**Work instruction:**
An exact copy of every record is required.

(Data items)

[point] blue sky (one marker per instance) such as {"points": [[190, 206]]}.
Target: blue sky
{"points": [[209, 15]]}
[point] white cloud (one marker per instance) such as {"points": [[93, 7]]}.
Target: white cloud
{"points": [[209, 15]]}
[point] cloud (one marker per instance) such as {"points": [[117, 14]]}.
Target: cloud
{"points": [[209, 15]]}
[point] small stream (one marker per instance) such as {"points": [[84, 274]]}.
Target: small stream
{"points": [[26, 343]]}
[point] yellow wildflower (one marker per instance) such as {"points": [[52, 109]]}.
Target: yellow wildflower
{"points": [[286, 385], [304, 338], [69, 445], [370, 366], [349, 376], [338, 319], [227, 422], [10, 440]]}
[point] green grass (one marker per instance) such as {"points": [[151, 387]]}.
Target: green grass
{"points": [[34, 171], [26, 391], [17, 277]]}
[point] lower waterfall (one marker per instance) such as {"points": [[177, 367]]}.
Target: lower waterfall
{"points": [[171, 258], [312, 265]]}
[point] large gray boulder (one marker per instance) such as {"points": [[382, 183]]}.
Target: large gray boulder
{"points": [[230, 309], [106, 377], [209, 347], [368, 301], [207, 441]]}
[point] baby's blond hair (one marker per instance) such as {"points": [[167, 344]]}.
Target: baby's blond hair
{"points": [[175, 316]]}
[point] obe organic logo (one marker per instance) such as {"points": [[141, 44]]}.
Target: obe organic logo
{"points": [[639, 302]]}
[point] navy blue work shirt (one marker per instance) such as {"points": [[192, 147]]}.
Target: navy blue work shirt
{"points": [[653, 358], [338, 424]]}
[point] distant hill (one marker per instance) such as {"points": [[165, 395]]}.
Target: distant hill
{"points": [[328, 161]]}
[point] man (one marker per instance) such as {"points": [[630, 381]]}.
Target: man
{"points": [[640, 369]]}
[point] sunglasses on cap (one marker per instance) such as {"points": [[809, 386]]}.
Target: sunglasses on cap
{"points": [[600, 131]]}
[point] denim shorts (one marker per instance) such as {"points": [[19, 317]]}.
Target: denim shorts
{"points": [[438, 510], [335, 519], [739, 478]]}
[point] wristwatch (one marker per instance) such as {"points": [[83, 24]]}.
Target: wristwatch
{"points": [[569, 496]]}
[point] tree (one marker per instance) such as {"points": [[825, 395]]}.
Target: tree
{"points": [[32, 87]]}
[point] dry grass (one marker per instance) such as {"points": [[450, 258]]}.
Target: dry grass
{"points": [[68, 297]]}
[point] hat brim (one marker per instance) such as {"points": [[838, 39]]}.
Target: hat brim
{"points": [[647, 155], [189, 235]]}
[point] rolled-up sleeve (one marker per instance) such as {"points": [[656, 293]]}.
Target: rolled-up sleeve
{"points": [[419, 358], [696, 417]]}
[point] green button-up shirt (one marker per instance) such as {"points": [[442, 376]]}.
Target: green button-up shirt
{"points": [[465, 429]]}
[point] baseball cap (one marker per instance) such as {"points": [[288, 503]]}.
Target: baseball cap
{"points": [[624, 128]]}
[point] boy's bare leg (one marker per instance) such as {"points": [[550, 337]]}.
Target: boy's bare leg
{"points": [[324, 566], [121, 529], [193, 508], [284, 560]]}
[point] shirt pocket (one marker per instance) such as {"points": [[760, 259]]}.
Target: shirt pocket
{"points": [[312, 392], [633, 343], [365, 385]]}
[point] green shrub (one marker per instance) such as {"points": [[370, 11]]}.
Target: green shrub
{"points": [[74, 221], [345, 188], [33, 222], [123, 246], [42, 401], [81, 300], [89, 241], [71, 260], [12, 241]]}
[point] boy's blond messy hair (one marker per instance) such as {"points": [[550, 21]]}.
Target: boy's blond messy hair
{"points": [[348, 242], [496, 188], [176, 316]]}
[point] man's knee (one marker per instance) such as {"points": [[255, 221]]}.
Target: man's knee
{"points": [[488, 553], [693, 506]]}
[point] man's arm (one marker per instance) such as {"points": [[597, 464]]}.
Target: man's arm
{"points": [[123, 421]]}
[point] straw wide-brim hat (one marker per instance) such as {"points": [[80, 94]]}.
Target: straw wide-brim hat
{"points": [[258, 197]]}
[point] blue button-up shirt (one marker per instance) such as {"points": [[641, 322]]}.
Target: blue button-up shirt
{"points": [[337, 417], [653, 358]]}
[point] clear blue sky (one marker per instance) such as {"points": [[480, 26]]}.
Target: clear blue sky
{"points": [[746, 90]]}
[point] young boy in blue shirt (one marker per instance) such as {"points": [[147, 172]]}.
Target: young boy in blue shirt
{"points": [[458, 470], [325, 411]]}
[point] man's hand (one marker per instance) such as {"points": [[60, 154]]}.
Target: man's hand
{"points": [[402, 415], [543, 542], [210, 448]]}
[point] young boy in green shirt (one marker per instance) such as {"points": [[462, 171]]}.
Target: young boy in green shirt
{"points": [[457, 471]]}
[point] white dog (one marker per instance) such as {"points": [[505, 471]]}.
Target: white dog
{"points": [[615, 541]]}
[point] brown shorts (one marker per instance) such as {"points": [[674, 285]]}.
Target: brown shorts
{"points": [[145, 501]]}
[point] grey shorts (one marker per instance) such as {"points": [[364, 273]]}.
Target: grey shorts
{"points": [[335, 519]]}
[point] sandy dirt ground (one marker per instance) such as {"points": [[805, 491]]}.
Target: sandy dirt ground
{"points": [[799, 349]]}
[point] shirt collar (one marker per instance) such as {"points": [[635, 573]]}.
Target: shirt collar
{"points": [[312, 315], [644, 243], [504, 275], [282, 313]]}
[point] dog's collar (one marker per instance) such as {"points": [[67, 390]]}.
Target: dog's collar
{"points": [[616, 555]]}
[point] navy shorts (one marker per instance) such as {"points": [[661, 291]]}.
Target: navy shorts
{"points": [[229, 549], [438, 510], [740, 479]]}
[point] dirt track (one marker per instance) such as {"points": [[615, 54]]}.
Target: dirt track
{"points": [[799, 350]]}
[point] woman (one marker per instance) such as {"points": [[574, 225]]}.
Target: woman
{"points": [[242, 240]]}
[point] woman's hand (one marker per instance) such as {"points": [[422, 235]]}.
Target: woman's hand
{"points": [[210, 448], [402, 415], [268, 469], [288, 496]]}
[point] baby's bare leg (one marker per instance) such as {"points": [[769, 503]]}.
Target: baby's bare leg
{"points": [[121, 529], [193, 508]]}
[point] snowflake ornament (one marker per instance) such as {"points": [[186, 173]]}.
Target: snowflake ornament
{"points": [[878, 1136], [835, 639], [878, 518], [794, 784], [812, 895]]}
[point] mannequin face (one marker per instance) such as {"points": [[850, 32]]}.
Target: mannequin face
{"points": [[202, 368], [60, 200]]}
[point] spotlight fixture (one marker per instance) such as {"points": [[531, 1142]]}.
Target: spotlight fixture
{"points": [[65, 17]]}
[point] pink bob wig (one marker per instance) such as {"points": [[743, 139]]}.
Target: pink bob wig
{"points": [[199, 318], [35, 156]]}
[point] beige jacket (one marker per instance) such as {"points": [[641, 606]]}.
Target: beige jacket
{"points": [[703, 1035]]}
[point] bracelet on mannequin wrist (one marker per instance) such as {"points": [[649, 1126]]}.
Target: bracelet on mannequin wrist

**Exercise result:**
[point] blue sky (one marker per instance) such as {"points": [[190, 206]]}.
Target: blue sky
{"points": [[209, 15]]}
[point] white cloud (one marker per instance) such as {"points": [[93, 7]]}.
Target: white cloud
{"points": [[209, 15]]}
[point] cloud (one marker per instance) such as {"points": [[117, 14]]}.
Target: cloud
{"points": [[209, 15]]}
[point] small stream (one marker per instance) such as {"points": [[84, 274]]}.
Target: small stream
{"points": [[26, 343]]}
[point] yellow wildflower (one marker per instance) such as {"points": [[52, 109]]}.
Target: yellow wildflower
{"points": [[286, 385], [304, 338], [69, 445], [370, 366], [349, 376], [338, 319], [227, 422], [10, 440]]}
[point] green grass (one marker per instance) such as {"points": [[151, 387]]}.
Target: green grass
{"points": [[34, 171], [26, 391], [17, 277]]}
[point] lower waterfall (one marker per instance) such as {"points": [[177, 367]]}.
Target: lower waterfall
{"points": [[171, 258], [312, 265]]}
[point] large gray boulder (one marker per instance) such as {"points": [[382, 183]]}.
Target: large gray boulder
{"points": [[230, 309], [106, 377], [209, 347], [368, 301], [207, 441]]}
[point] baby's blond hair (one marker per instance) such as {"points": [[167, 344]]}.
Target: baby's blond hair
{"points": [[175, 316]]}
[point] obe organic logo (one marker per instance) such as {"points": [[141, 44]]}.
Target: obe organic logo
{"points": [[639, 302]]}
[point] navy blue work shirt (one marker per instance) such as {"points": [[192, 147]]}.
Target: navy blue work shirt
{"points": [[653, 358], [338, 424]]}
[point] distant hill (one marker per instance) such as {"points": [[165, 395]]}.
Target: distant hill
{"points": [[328, 161]]}
[point] man (one marker per instance) such as {"points": [[630, 381]]}.
Target: man
{"points": [[640, 369]]}
[point] sunglasses on cap (one marker per instance) such as {"points": [[809, 386]]}.
Target: sunglasses on cap
{"points": [[600, 131]]}
[point] denim shorts (one marker per instance) such as {"points": [[19, 317]]}.
Target: denim shorts
{"points": [[438, 510], [335, 519], [739, 478]]}
[point] wristwatch (one marker per instance) such as {"points": [[83, 24]]}.
Target: wristwatch
{"points": [[569, 496]]}
[point] tree (one marker per instance) such as {"points": [[825, 395]]}.
Target: tree
{"points": [[32, 87]]}
[point] dry grass (one marker per instance) such as {"points": [[450, 258]]}.
Target: dry grass
{"points": [[68, 297]]}
[point] hat brim (one marker per instance) such as {"points": [[838, 39]]}.
Target: hat brim
{"points": [[647, 155], [189, 235]]}
[point] rolled-up sleeve (one marker per instance) such as {"points": [[656, 293]]}.
Target: rolled-up sleeve
{"points": [[419, 358], [696, 417]]}
[point] green button-up shirt (one marker per instance) such as {"points": [[442, 376]]}.
Target: green button-up shirt
{"points": [[465, 429]]}
[point] baseball cap (one marker per instance) such as {"points": [[288, 503]]}.
Target: baseball cap
{"points": [[624, 128]]}
[point] boy's bare leg (one marker per instance) such as {"points": [[550, 337]]}.
Target: boy's bare leg
{"points": [[324, 566], [121, 529], [193, 508], [284, 560]]}
[point] shirt pocket (one marker per instance) such as {"points": [[760, 259]]}.
Target: shirt pocket
{"points": [[312, 392], [633, 343], [365, 385]]}
[point] green shrub (one marker per instance) such as {"points": [[370, 11]]}.
Target: green shrub
{"points": [[74, 221], [345, 188], [33, 222], [123, 246], [42, 401], [81, 300], [89, 241], [71, 260], [12, 241]]}
[point] boy's blond messy hair (one marker per instance) such as {"points": [[550, 21]]}.
Target: boy's blond messy hair
{"points": [[348, 242], [496, 188], [176, 316]]}
[point] man's knee (one marker per instance) such as {"points": [[255, 221]]}.
Target: man's knee
{"points": [[488, 553], [693, 506]]}
[point] man's arm (one marker per instance) such as {"points": [[597, 464]]}.
Target: man's arm
{"points": [[123, 421]]}
[point] straw wide-brim hat (one marker per instance) such as {"points": [[80, 94]]}.
Target: straw wide-brim hat
{"points": [[258, 197]]}
[point] blue button-up shirt (one marker per instance) such as {"points": [[641, 322]]}.
Target: blue button-up shirt
{"points": [[337, 417], [653, 358]]}
[point] clear blue sky (one marker per instance) such as {"points": [[480, 26]]}.
Target: clear blue sky
{"points": [[746, 90]]}
[point] young boy in blue shirt (one marker per instance) such as {"points": [[147, 172]]}.
Target: young boy in blue shirt
{"points": [[458, 470], [325, 411]]}
[point] man's hand (one marker per instance) such as {"points": [[60, 154]]}.
Target: man's hand
{"points": [[402, 415], [543, 542], [210, 448]]}
[point] young boy in green shirt (one marker per instance) such as {"points": [[462, 171]]}.
Target: young boy in green shirt
{"points": [[457, 471]]}
[point] white dog (one marker per instance) such as {"points": [[505, 471]]}.
Target: white dog
{"points": [[615, 541]]}
[point] brown shorts (one marker per instance) such as {"points": [[674, 285]]}.
Target: brown shorts
{"points": [[145, 501]]}
[point] grey shorts (one marker per instance) such as {"points": [[364, 273]]}.
Target: grey shorts
{"points": [[335, 519]]}
[point] sandy dirt ground (one marker per instance) such as {"points": [[805, 491]]}.
Target: sandy dirt ground
{"points": [[799, 349]]}
[point] shirt collar (one marker per instance) such as {"points": [[635, 573]]}.
Target: shirt collar
{"points": [[312, 315], [644, 243], [504, 275], [282, 313]]}
[point] dog's collar (one marker per instance) such as {"points": [[67, 390]]}.
Target: dog's collar
{"points": [[616, 555]]}
[point] navy shorts (one marker per instance) such as {"points": [[661, 291]]}.
Target: navy shorts
{"points": [[229, 549], [438, 510], [740, 479]]}
[point] dirt track (one marker per instance) such as {"points": [[615, 54]]}.
Target: dirt track
{"points": [[799, 350]]}
[point] woman (one marker per instance) such as {"points": [[574, 225]]}.
Target: woman
{"points": [[242, 240]]}
[point] woman's hand (one marker per instance) such as {"points": [[422, 235]]}.
Target: woman's hand
{"points": [[210, 448], [402, 415], [268, 469], [288, 496]]}
[point] baby's bare leg (one marker per instance) such as {"points": [[769, 503]]}.
Target: baby's bare leg
{"points": [[121, 529], [193, 508]]}
[point] snowflake ornament (one marker per instance) such as {"points": [[186, 173]]}.
Target: snowflake ornament
{"points": [[878, 1136], [835, 639], [878, 518], [794, 784], [812, 895]]}
[point] mannequin face (one marker per instance) such as {"points": [[850, 32]]}.
Target: mannequin face
{"points": [[202, 368], [60, 200]]}
[point] spotlight fixture (one marker per instance) such as {"points": [[531, 1142]]}.
Target: spotlight fixture
{"points": [[65, 17]]}
[point] pink bob wig (one marker per instance) such as {"points": [[743, 139]]}.
Target: pink bob wig
{"points": [[199, 318], [35, 156]]}
[point] beige jacket (one marker per instance) such as {"points": [[641, 606]]}.
Target: beige jacket
{"points": [[703, 1035]]}
[point] bracelet on mannequin wrist (one marker per instance) such as {"points": [[649, 1126]]}.
Target: bracelet on mannequin wrist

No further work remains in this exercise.